### Required work
1. Reproduce everything from "Investors haven’t paid" down to "and 33%, respectively." in the Charter earnings article, word for word.
2. Name every company that the Charter earnings article identifies by a stock ticker symbol, along with that symbol.

Charter Just Reported Earnings. Here Are the Numbers You Need to Know.
Charter Communications ’ broadband internet growth continued in the first quarter, although at a slower pace than earlier in the pandemic.
Americans have doubled down on their home-internet connections over the past year, adding new services or upgrading to faster speeds as work and play moved online and a better connection proved a necessity for many. That has made the U.S. cable industry a good place to be during Covid-19, with surging demand and operating leverage to be exploited.
Charter stock (ticker: CHTR) was about flat in premarket trading on Friday.
Charter operates its cable internet and TV service under the brand name Spectrum in at least some parts of most U.S. states. Although pay-TV continues to be pressured by cord-cutting by consumers, high-speed internet plans have been flying off the shelves.
Charter added 1.9 million residential internet customers over the past four quarters to serve a total of 29.2 million accounts. That includes the 334,000 added in the first quarter, about matching the Wall Street consensus forecast. The company also lost 156,000 cable TV subscribers, to end the quarter with about 16 million. That was worse than the 121,000-loss that analysts had been expecting.
As Charter adds more customers to a network that is already built, its profit margins increase and earnings rise faster than revenue. That’s because the marginal cost to Charter of each additional subscriber is small, but the fixed costs of maintaining the overall network are high. That gives cable companies high operating leverage.
So while Charter’s first-quarter revenue rose 6.6% year over year to $12.5 billion, its adjusted earnings before interest, taxes, depreciation, and amortization—or Ebitda—jumped 12.5% to $4.9 billion. That profit measure excludes stock compensation and other nonrecurring costs and benefits. The revenue figure matched analysts’ average forecast, while adjusted Ebitda was about $200 million ahead of estimates.
First-quarter earnings per share came in at $4.11, up 121% from the year-ago period but below Wall Street consensus. Free cash flow in the quarter rose 35% to $1.9 billion, and was about in line with expectations.
“The Ebitda beat was helped in part by two things that will likely reverse over time: very low bad debt and market churn, and a Covid-related bonus adjustment,” wrote New Street analyst Jonathan Chaplin on Friday morning. “The bad debt and churn impact was the bigger of the two, and when this reverses it will come with faster subscriber growth—a trade investors will be happy to make.”
Bad debt means money that Charter’s customers owe that the company doesn’t expect to be able to recover. Churn refers to the percentage of customers who cancel their service each month.
Chaplin sees Charter’s subscriber growth picking up as industrywide churn increases because it has faster speeds and a more competitive product than competitors. So when more customers are switching their service each month, Charter should benefit. CEO Tom Rutledge said on Friday morning’s earnings call that he expects churn to pick up later in 2021 as the economy continues to return to normal and the pandemic recedes. That would come with higher operating expenses, however, with upfront costs to win and set up each new customer.
“That opens additional opportunities for us as a share taker, so we would like to see that,” said Rutledge.
Rutledge also spent considerable time on Friday’s call discussing Charter’s wireless phone service. That’s based on a wholesale agreement with Verizon Communications (VZ) to provide service on its network. Charter has been pushing its Spectrum Mobile product as part of a bundle with its cable services, with steep discounts to the nationwide carriers. It has also bought wireless spectrum licenses and expanded its public Wi-Fi network to supplement Verizon’s service.
Subscribers seem to appreciate the value of that service. Charter added 285,000 residential wireless lines last quarter, on top of roughly a million lines added in the previous three quarters combined. Charter’s wireless business isn’t profitable yet, but it’s moving in that direction. Cable rival Comcast (CMCSA) likewise reported rapid growth in its Xfinity Mobile subscriber base on Thursday, and said that its service broke even for the first time last quarter.
Investors haven’t paid much attention to cable companies’ wireless offerings so far. That could change, however, if the services continue to outpace the likes of AT&T (T) and Verizon in subscriber growth and begin to turn a profit.
Charter spent $1.8 billion on capital expenditures in the first quarter and bought back $4 billion of stock. Its shares have climbed 38% since the start of 2020, versus a 33% return including dividends for the S&P 500. Comcast and Altice USA (ATUS) stocks have returned 29% and 33%, respectively.

### Provided data
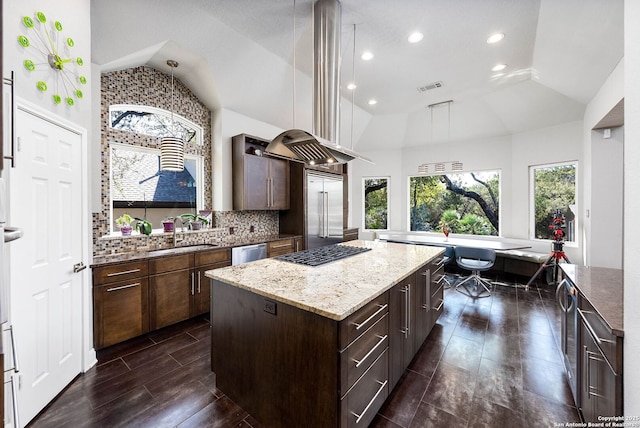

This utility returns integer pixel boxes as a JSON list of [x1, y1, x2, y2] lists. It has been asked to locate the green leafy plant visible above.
[[135, 217, 153, 236], [116, 214, 133, 228], [180, 213, 209, 229]]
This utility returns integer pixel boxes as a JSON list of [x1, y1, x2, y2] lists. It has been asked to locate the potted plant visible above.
[[116, 213, 133, 236], [162, 217, 175, 233], [135, 217, 153, 236], [180, 213, 209, 230]]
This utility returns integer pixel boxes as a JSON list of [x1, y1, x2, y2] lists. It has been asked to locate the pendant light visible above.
[[160, 59, 184, 171]]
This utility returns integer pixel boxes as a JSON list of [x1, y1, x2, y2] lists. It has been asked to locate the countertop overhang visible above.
[[205, 240, 444, 321]]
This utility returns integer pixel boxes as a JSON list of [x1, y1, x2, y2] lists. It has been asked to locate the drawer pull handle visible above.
[[351, 380, 388, 423], [353, 334, 387, 367], [354, 303, 389, 330], [107, 282, 140, 293], [577, 308, 616, 346], [271, 242, 291, 250], [107, 269, 140, 277]]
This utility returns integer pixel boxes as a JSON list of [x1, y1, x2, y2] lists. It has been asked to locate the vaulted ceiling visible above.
[[91, 0, 623, 150]]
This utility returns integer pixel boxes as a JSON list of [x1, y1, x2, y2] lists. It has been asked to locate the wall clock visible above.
[[18, 12, 87, 107]]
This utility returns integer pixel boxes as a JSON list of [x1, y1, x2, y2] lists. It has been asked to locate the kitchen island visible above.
[[206, 241, 444, 427]]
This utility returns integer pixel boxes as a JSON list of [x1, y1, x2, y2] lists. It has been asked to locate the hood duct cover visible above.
[[265, 0, 371, 165]]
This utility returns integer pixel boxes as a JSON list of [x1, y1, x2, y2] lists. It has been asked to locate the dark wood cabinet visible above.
[[389, 274, 416, 388], [578, 298, 623, 423], [149, 254, 195, 330], [93, 260, 149, 349], [93, 248, 231, 349], [232, 134, 290, 210]]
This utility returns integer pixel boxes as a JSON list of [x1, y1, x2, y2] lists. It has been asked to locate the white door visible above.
[[10, 108, 83, 425]]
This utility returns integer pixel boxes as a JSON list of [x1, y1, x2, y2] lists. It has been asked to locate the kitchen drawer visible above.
[[93, 260, 148, 287], [267, 239, 295, 257], [339, 293, 389, 351], [578, 298, 622, 373], [340, 312, 389, 397], [195, 248, 231, 266], [149, 253, 193, 275], [430, 282, 444, 327], [340, 349, 389, 427]]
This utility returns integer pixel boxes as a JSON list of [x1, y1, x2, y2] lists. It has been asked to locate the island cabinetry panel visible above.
[[211, 280, 340, 427], [149, 254, 196, 330], [191, 248, 231, 317], [93, 260, 149, 349], [578, 298, 623, 423], [232, 134, 290, 210], [389, 274, 416, 388]]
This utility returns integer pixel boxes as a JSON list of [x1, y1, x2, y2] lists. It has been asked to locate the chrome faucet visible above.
[[173, 217, 184, 248]]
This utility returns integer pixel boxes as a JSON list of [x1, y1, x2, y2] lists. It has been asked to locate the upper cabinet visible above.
[[232, 134, 290, 210]]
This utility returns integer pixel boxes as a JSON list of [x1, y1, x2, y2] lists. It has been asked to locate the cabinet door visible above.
[[191, 261, 231, 317], [149, 269, 195, 330], [414, 265, 432, 350], [93, 278, 149, 349], [580, 322, 621, 422], [243, 155, 271, 210], [269, 159, 289, 210], [389, 275, 415, 388]]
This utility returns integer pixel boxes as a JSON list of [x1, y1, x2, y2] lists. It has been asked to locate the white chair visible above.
[[455, 247, 496, 297]]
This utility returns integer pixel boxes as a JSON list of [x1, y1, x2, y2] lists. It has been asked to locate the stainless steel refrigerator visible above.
[[306, 171, 343, 249]]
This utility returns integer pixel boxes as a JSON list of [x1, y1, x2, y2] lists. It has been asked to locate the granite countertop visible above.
[[205, 240, 444, 321], [90, 235, 299, 268], [560, 263, 624, 337]]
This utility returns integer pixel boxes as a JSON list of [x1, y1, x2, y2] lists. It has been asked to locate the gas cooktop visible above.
[[274, 244, 371, 266]]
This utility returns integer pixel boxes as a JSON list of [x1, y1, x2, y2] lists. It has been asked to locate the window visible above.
[[363, 177, 389, 230], [529, 162, 578, 242], [109, 104, 203, 144], [409, 171, 500, 235], [110, 143, 204, 231]]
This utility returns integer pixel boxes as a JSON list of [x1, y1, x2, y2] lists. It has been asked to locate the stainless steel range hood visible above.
[[265, 0, 373, 165]]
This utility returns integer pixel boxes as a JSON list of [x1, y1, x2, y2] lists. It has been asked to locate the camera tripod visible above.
[[525, 241, 571, 290]]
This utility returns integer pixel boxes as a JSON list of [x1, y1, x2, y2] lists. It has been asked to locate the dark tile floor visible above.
[[29, 272, 579, 428]]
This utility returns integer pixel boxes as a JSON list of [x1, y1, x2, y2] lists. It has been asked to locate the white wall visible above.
[[350, 121, 583, 263], [623, 0, 640, 416]]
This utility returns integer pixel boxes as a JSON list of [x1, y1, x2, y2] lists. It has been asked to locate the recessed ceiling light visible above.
[[487, 33, 504, 44], [407, 31, 424, 43]]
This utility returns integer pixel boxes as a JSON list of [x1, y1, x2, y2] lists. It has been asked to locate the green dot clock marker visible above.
[[17, 11, 88, 107]]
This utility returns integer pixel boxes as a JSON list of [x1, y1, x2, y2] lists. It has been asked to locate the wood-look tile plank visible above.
[[122, 333, 196, 369], [178, 396, 248, 428], [85, 355, 180, 408]]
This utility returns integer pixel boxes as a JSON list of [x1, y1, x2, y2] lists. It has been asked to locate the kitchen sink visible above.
[[149, 244, 217, 256]]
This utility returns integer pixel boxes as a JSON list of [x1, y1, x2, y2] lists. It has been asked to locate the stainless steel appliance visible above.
[[556, 278, 580, 404], [276, 244, 371, 266], [231, 244, 267, 266], [305, 170, 344, 249]]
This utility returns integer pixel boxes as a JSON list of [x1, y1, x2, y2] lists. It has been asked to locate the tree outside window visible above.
[[409, 171, 500, 235], [363, 177, 389, 230], [530, 162, 577, 242]]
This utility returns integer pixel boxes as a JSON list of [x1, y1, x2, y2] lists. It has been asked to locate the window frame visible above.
[[361, 175, 391, 232], [107, 104, 204, 146], [406, 168, 503, 239], [529, 160, 580, 248]]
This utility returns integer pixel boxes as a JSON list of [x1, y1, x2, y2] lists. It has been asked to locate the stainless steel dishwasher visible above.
[[231, 244, 267, 266]]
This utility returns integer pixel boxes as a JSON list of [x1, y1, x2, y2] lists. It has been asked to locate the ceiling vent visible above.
[[418, 81, 444, 92]]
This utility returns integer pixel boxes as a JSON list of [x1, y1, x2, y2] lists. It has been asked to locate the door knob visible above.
[[73, 262, 87, 273]]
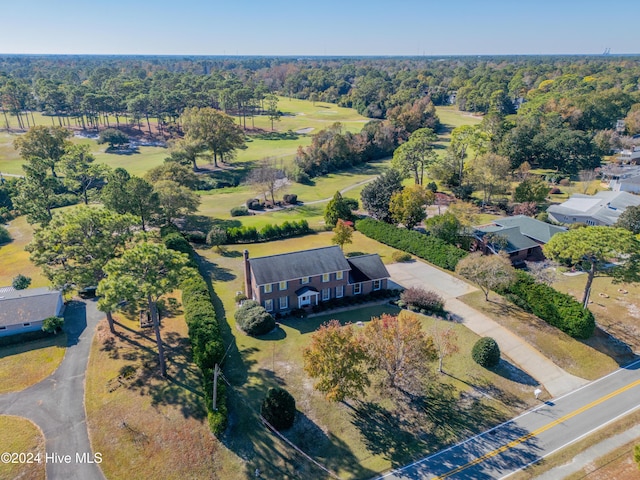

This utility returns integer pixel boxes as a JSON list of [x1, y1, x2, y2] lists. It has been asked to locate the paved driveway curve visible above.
[[0, 300, 105, 480], [387, 261, 587, 397]]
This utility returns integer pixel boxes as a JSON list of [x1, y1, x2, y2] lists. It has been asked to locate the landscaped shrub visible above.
[[160, 226, 227, 435], [227, 220, 311, 243], [400, 287, 444, 313], [282, 193, 298, 205], [0, 225, 11, 245], [231, 207, 249, 217], [498, 271, 596, 339], [234, 300, 276, 336], [356, 218, 467, 270], [11, 273, 31, 290], [260, 387, 296, 430], [42, 317, 64, 333], [391, 250, 411, 262], [471, 337, 500, 368]]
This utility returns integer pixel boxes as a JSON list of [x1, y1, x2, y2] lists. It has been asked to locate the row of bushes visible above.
[[356, 218, 467, 270], [161, 227, 227, 435], [227, 220, 311, 244], [311, 290, 399, 313], [499, 271, 596, 339]]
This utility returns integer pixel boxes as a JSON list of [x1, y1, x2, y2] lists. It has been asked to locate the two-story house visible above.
[[243, 246, 389, 313]]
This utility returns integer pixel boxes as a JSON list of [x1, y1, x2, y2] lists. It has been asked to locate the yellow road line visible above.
[[433, 380, 640, 480]]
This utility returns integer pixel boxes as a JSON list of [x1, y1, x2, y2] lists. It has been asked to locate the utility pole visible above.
[[213, 363, 220, 412]]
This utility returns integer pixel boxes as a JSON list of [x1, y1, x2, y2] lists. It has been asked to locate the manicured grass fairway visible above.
[[0, 415, 46, 480], [0, 217, 50, 287], [0, 98, 370, 175]]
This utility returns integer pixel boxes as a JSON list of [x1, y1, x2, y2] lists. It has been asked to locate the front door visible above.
[[298, 295, 311, 307]]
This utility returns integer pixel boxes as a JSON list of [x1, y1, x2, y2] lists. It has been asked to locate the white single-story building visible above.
[[0, 287, 64, 337]]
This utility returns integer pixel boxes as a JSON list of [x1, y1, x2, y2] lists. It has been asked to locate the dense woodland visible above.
[[0, 55, 640, 225]]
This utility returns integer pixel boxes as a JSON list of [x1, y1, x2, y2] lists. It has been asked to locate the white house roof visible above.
[[547, 191, 640, 225], [0, 287, 61, 327]]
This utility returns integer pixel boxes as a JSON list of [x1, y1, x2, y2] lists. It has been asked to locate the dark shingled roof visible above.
[[493, 215, 567, 243], [347, 253, 389, 283], [249, 245, 350, 285], [475, 225, 540, 253], [0, 287, 60, 327]]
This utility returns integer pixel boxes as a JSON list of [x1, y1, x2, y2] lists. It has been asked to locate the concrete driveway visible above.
[[387, 261, 587, 397], [0, 300, 104, 480]]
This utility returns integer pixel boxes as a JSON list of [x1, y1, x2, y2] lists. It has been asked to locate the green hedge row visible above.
[[227, 220, 311, 244], [499, 271, 596, 339], [356, 218, 467, 270], [161, 228, 227, 435]]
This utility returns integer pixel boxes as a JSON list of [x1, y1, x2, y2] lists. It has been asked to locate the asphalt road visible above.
[[378, 360, 640, 480], [0, 300, 104, 480]]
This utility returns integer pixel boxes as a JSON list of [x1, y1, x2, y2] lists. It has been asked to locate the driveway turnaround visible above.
[[378, 361, 640, 480], [0, 300, 104, 480], [387, 261, 587, 397]]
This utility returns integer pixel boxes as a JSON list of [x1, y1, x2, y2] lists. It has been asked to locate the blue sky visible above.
[[0, 0, 640, 55]]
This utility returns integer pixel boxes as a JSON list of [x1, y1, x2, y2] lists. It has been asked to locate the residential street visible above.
[[378, 360, 640, 480], [0, 300, 104, 480]]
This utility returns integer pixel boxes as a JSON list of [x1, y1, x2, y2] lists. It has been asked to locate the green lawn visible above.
[[85, 297, 245, 480], [199, 232, 544, 478], [460, 291, 618, 380], [553, 274, 640, 354], [0, 97, 369, 179], [0, 415, 46, 480], [0, 333, 67, 394], [198, 159, 390, 225], [0, 217, 50, 287]]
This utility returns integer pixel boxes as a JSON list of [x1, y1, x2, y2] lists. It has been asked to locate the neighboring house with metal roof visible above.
[[473, 215, 566, 265], [0, 287, 64, 337], [547, 191, 640, 226], [243, 246, 389, 313], [609, 175, 640, 193]]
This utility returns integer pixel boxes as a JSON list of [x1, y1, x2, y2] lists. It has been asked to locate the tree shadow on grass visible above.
[[352, 382, 520, 467], [493, 358, 540, 387], [101, 323, 206, 420], [200, 257, 236, 282]]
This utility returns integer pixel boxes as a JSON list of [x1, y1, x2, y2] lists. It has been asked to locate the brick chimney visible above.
[[242, 249, 253, 299]]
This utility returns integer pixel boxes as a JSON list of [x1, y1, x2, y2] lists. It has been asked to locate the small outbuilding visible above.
[[0, 287, 64, 337]]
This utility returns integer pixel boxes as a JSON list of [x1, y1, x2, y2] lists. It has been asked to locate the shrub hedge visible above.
[[356, 218, 467, 270], [227, 220, 311, 243], [161, 227, 227, 435], [234, 300, 276, 337], [400, 287, 444, 314], [498, 271, 596, 339]]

### List of answers
1.
Investors haven’t paid much attention to cable companies’ wireless offerings so far. That could change, however, if the services continue to outpace the likes of AT&T (T) and Verizon in subscriber growth and begin to turn a profit.
Charter spent $1.8 billion on capital expenditures in the first quarter and bought back $4 billion of stock. Its shares have climbed 38% since the start of 2020, versus a 33% return including dividends for the S&P 500. Comcast and Altice USA (ATUS) stocks have returned 29% and 33%, respectively.

2.
- Charter Communications: CHTR
- Verizon Communications: VZ
- Comcast: CMCSA
- AT&T: T
- Altice USA: ATUS